• _SELECTION_

** START **

The Road to Smurfdom in a Corporate Culture

The election season has me thinking about Friedrich Hayek and the Smurfs.  To be clear, this is not the name of a post-punk revival band (though, come to think of it, it would look great on a grungy t-shirt). Hayek is the right-wing Austrian economist who authored The Road to Serfdom during WWII.  The Smurfs are imaginary blue people who value equality and cooperation in the common interest, and are featured in the movie The Smurfs (Columbia Pictures/Sony Pictures, 2011).

Hayek is probably on your mind too, at least indirectly.  This is because Hayek’s The Road to Serfdom is the sacred book of origins for today’s purist “free market” doctrine, which rejects equality and cooperation in favor of competition and “natural” hierarchy.  The book famously equates socialism and fascism, as if Hitler’s Germany and today’s Swedish social democracy were identical twins, and argues that government regulation of economic activity leads inevitably to totalitarian domination. (This despite the fact that a massive public sector effort on the part of the U.S. and its allies is precisely what defeated the Axis Powers.)

** END **

• _WORK INSTRUCTIONS_
- A) Decide whether each statement agrees with the essay on Hayek and the Smurfs. Mark each yes or no and quote the deciding words. (i) Hayek wrote The Road to Serfdom during WWII. (ii) The Smurfs are said to value competition and natural hierarchy. (iii) The Road to Serfdom argues that government regulation of economic activity leads inevitably to totalitarian domination.
- B) According to the essay on Hayek and the Smurfs, which studios released the movie The Smurfs, and in what year?
- C) Take the essay on Hayek and the Smurfs further by writing what follows its last paragraph.

• _DATA ROWS_
** START **

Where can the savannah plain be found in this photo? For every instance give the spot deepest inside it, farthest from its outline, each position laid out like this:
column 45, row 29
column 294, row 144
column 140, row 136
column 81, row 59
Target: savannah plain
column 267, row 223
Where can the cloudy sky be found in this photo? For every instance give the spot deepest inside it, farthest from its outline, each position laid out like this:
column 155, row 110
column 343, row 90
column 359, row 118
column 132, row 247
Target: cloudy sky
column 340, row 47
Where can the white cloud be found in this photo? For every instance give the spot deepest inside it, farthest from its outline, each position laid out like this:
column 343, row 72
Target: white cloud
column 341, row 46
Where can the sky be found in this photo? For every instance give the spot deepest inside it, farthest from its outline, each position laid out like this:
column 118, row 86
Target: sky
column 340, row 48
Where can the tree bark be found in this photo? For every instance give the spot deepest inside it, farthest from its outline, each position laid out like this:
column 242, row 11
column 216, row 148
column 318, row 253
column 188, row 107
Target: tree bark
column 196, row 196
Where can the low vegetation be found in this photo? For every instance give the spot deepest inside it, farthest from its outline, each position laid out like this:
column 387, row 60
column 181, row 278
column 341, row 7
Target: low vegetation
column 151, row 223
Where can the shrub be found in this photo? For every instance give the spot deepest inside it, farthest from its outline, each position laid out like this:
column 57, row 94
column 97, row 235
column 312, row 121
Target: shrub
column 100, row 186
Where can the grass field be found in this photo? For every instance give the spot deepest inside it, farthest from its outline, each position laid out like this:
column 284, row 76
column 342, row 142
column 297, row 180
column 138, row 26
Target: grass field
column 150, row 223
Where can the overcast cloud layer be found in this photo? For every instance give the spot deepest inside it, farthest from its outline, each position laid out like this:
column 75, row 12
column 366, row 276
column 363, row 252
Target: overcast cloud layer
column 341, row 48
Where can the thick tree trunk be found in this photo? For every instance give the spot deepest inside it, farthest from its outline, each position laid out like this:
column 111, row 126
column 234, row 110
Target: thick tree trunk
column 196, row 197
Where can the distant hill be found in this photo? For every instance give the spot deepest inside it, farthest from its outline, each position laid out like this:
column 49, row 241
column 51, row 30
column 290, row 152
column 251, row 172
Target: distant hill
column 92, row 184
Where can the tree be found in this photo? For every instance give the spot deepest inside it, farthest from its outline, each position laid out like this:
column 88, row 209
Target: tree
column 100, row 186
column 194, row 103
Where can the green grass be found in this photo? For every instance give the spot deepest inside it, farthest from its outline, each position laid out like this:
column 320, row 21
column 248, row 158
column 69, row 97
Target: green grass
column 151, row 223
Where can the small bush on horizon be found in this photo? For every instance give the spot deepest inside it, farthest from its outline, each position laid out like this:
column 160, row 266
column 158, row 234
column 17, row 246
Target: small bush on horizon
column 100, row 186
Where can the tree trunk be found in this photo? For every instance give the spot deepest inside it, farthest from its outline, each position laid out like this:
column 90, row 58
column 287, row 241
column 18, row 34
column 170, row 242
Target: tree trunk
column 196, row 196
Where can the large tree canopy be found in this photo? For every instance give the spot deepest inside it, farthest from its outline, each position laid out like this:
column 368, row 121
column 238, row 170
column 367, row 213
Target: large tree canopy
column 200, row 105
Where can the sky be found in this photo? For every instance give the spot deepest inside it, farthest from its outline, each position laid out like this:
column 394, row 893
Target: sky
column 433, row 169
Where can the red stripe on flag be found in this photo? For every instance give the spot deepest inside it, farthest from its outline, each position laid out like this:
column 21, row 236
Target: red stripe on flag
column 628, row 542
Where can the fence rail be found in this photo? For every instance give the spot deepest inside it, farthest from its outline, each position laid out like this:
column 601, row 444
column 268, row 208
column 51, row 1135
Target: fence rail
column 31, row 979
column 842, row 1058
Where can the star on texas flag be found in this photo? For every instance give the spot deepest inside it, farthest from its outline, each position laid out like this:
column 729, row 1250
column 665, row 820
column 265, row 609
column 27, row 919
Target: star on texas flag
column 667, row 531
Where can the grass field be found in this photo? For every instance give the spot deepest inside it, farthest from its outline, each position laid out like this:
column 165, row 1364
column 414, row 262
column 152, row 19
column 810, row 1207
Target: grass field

** END **

• _FINAL ANSWERS_
- A)
(i) Yes: "authored The Road to Serfdom during WWII"
(ii) No: "value equality and cooperation in the common interest"
(iii) Yes: "argues that government regulation of economic activity leads inevitably to totalitarian domination"

- B) Columbia Pictures/Sony Pictures released it in 2011.

- C)
In a comic book version of the The Road to Serfdom, published in Look magazine in 1945 and then republished by the General Motors Corporation (recently rescued from oblivion by, ahem, government intervention), the final page depicts a worker being executed by a government firing squad, a consequence of government economic planning.  The accompanying text declares:  “If you’re fired from your job, it’s apt to be by a firing squad. What used to be an error has now become a crime against the state. Thus ends the road to serfdom!”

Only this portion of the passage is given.